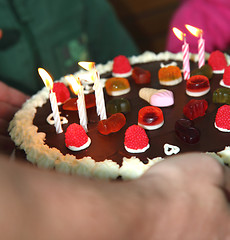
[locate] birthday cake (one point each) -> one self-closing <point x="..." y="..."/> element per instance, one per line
<point x="108" y="155"/>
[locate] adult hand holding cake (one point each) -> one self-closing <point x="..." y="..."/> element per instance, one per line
<point x="11" y="101"/>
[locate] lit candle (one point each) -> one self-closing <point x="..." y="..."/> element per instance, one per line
<point x="78" y="90"/>
<point x="185" y="50"/>
<point x="201" y="43"/>
<point x="99" y="95"/>
<point x="53" y="100"/>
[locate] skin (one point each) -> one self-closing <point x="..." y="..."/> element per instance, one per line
<point x="184" y="197"/>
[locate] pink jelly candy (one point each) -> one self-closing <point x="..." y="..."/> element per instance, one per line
<point x="217" y="61"/>
<point x="140" y="75"/>
<point x="150" y="117"/>
<point x="186" y="131"/>
<point x="195" y="108"/>
<point x="121" y="66"/>
<point x="112" y="124"/>
<point x="61" y="91"/>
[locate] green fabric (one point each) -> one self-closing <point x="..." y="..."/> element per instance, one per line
<point x="55" y="35"/>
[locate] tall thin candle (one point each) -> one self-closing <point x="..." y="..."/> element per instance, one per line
<point x="53" y="100"/>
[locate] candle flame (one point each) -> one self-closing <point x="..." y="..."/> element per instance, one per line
<point x="194" y="31"/>
<point x="178" y="33"/>
<point x="74" y="83"/>
<point x="87" y="65"/>
<point x="46" y="78"/>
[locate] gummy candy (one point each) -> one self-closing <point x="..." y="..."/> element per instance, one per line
<point x="195" y="108"/>
<point x="170" y="75"/>
<point x="117" y="86"/>
<point x="158" y="98"/>
<point x="71" y="104"/>
<point x="197" y="85"/>
<point x="76" y="138"/>
<point x="205" y="70"/>
<point x="150" y="117"/>
<point x="61" y="91"/>
<point x="121" y="67"/>
<point x="221" y="95"/>
<point x="226" y="76"/>
<point x="186" y="131"/>
<point x="222" y="120"/>
<point x="217" y="61"/>
<point x="112" y="124"/>
<point x="140" y="75"/>
<point x="136" y="139"/>
<point x="118" y="105"/>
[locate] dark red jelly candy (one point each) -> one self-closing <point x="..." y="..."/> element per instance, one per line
<point x="140" y="75"/>
<point x="186" y="131"/>
<point x="195" y="108"/>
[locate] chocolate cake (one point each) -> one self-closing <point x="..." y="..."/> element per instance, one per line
<point x="106" y="156"/>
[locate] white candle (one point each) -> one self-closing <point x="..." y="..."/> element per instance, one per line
<point x="201" y="50"/>
<point x="53" y="100"/>
<point x="82" y="109"/>
<point x="99" y="95"/>
<point x="78" y="90"/>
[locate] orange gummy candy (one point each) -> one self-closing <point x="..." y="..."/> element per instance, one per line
<point x="112" y="124"/>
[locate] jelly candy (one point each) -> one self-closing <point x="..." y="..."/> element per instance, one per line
<point x="71" y="104"/>
<point x="197" y="86"/>
<point x="136" y="139"/>
<point x="217" y="61"/>
<point x="158" y="98"/>
<point x="221" y="95"/>
<point x="61" y="91"/>
<point x="150" y="117"/>
<point x="186" y="131"/>
<point x="76" y="138"/>
<point x="226" y="76"/>
<point x="118" y="105"/>
<point x="117" y="86"/>
<point x="140" y="75"/>
<point x="112" y="124"/>
<point x="121" y="67"/>
<point x="169" y="76"/>
<point x="205" y="70"/>
<point x="222" y="120"/>
<point x="195" y="108"/>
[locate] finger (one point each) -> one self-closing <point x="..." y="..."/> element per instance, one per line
<point x="3" y="127"/>
<point x="7" y="111"/>
<point x="12" y="95"/>
<point x="6" y="145"/>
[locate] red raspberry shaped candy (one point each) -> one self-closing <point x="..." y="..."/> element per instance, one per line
<point x="217" y="61"/>
<point x="222" y="121"/>
<point x="62" y="92"/>
<point x="136" y="139"/>
<point x="76" y="138"/>
<point x="226" y="76"/>
<point x="121" y="67"/>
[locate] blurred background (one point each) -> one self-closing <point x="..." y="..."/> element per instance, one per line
<point x="146" y="20"/>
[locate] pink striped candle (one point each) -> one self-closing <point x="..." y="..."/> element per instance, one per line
<point x="186" y="63"/>
<point x="185" y="51"/>
<point x="201" y="43"/>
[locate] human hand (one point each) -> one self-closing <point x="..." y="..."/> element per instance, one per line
<point x="11" y="101"/>
<point x="188" y="198"/>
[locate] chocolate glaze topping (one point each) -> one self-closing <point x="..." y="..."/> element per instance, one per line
<point x="112" y="146"/>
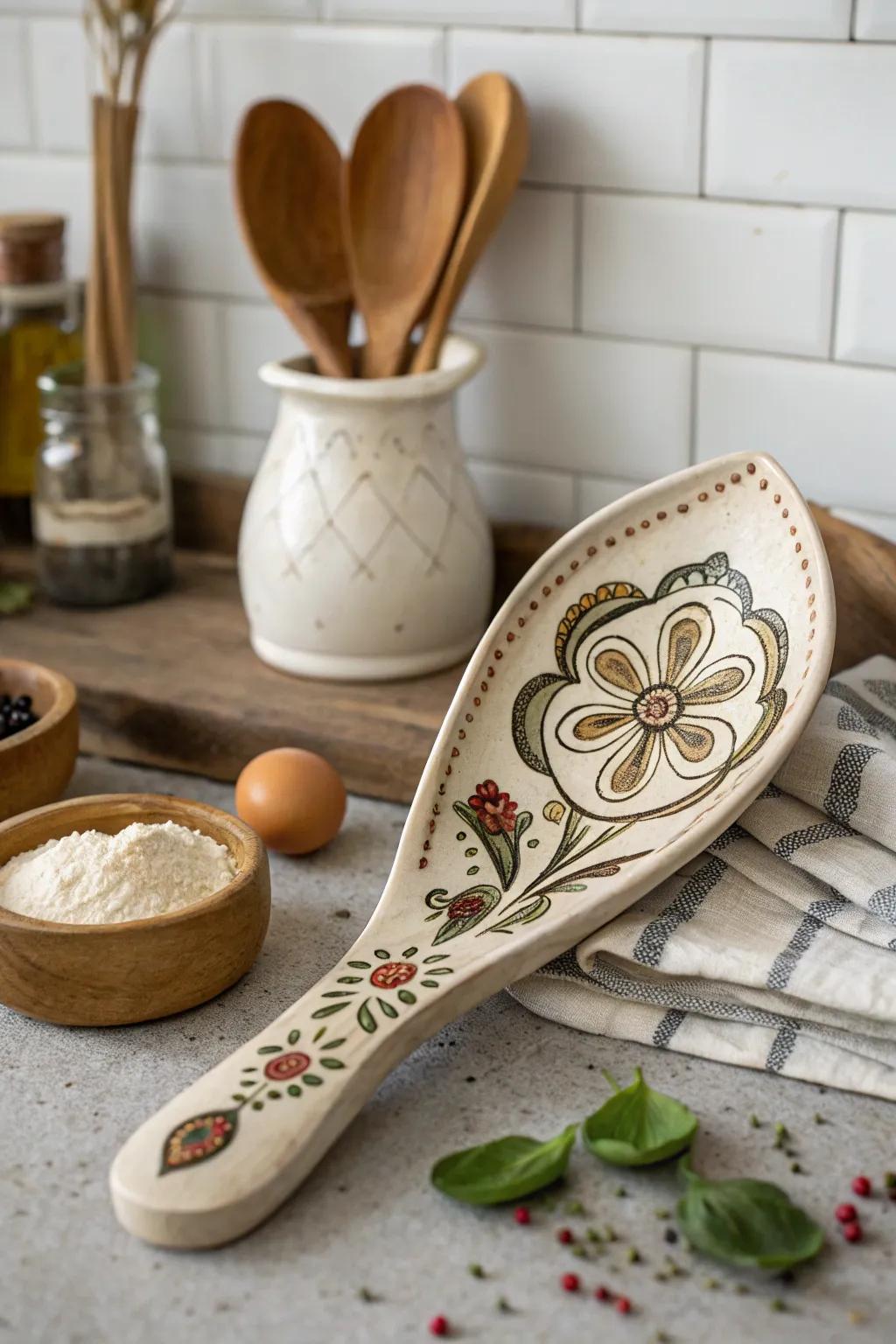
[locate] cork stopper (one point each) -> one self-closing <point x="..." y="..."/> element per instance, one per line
<point x="32" y="248"/>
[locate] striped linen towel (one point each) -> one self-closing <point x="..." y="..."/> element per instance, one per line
<point x="775" y="948"/>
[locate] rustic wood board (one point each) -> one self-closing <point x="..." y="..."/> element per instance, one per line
<point x="173" y="682"/>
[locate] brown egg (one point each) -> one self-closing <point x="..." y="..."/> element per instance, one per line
<point x="293" y="799"/>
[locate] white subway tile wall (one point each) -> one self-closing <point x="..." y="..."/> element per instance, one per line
<point x="702" y="258"/>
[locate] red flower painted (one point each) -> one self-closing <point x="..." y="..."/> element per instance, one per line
<point x="494" y="808"/>
<point x="393" y="973"/>
<point x="465" y="906"/>
<point x="286" y="1066"/>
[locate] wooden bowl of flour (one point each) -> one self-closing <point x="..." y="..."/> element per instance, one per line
<point x="100" y="975"/>
<point x="37" y="764"/>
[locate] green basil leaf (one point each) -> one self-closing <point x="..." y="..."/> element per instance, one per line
<point x="639" y="1126"/>
<point x="746" y="1222"/>
<point x="504" y="1170"/>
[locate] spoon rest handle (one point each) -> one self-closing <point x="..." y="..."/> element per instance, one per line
<point x="226" y="1152"/>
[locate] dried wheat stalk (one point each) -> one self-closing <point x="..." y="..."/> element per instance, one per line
<point x="121" y="34"/>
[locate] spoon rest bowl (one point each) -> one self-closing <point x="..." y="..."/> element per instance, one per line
<point x="632" y="696"/>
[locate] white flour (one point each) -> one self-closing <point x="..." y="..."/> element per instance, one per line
<point x="94" y="878"/>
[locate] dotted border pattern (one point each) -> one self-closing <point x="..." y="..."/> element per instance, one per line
<point x="609" y="542"/>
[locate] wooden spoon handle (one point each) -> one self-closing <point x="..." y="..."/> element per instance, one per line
<point x="228" y="1151"/>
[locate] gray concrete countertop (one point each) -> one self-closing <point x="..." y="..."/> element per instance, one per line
<point x="368" y="1218"/>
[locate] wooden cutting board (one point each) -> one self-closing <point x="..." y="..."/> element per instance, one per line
<point x="173" y="682"/>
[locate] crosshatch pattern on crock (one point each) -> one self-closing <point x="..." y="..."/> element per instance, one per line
<point x="612" y="546"/>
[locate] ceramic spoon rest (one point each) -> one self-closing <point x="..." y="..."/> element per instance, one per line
<point x="633" y="695"/>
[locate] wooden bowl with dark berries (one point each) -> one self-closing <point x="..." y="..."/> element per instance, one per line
<point x="38" y="735"/>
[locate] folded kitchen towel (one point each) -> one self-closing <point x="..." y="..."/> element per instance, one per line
<point x="775" y="948"/>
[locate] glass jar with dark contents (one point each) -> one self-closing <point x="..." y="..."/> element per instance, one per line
<point x="101" y="509"/>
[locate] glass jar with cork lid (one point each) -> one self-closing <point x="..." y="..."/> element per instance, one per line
<point x="39" y="327"/>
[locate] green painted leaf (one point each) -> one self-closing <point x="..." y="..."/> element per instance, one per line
<point x="639" y="1126"/>
<point x="504" y="1170"/>
<point x="198" y="1138"/>
<point x="485" y="897"/>
<point x="746" y="1222"/>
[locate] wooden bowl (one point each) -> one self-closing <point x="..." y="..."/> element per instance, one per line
<point x="35" y="765"/>
<point x="105" y="975"/>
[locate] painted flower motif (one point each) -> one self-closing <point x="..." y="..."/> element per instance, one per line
<point x="494" y="808"/>
<point x="391" y="975"/>
<point x="465" y="906"/>
<point x="660" y="697"/>
<point x="286" y="1066"/>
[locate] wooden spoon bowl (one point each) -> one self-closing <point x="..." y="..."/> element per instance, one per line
<point x="105" y="975"/>
<point x="37" y="764"/>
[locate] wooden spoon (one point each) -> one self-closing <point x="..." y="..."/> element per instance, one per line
<point x="404" y="187"/>
<point x="497" y="143"/>
<point x="288" y="185"/>
<point x="562" y="787"/>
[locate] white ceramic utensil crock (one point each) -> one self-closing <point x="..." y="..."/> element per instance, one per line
<point x="364" y="553"/>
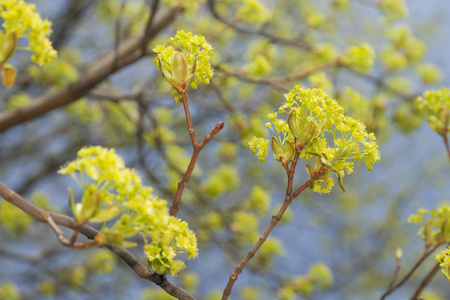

★ ★ ★ ★

**Task description**
Your copy should hold exactly and only the lines from the one containing "[locate] green painted" through the end of the material, inclusive, repeated word for word and without pictures.

**Result**
[locate] green painted leaf (one point each) -> one self-closing <point x="..." y="..."/> element per instance, one per line
<point x="639" y="1126"/>
<point x="504" y="1170"/>
<point x="198" y="1138"/>
<point x="485" y="897"/>
<point x="746" y="1222"/>
[locate] wooden bowl (one point each) -> one self-closing <point x="..." y="..."/> element per instance, one per line
<point x="35" y="765"/>
<point x="105" y="975"/>
[locate] painted flower motif (one point each) -> one self-closing <point x="..." y="..."/> element per instance, one per line
<point x="494" y="808"/>
<point x="391" y="975"/>
<point x="465" y="906"/>
<point x="660" y="697"/>
<point x="286" y="1066"/>
[locate] wooden spoon bowl (one point each) -> one self-closing <point x="..." y="..."/> element per instance, one per line
<point x="105" y="975"/>
<point x="37" y="764"/>
[locate] wooden spoon (one point each) -> one self-closing <point x="..." y="..."/> element per instance, one per line
<point x="404" y="187"/>
<point x="497" y="143"/>
<point x="288" y="185"/>
<point x="562" y="787"/>
[locate] white ceramic utensil crock (one point each) -> one self-closing <point x="..." y="..."/> element per instance, one per line
<point x="364" y="553"/>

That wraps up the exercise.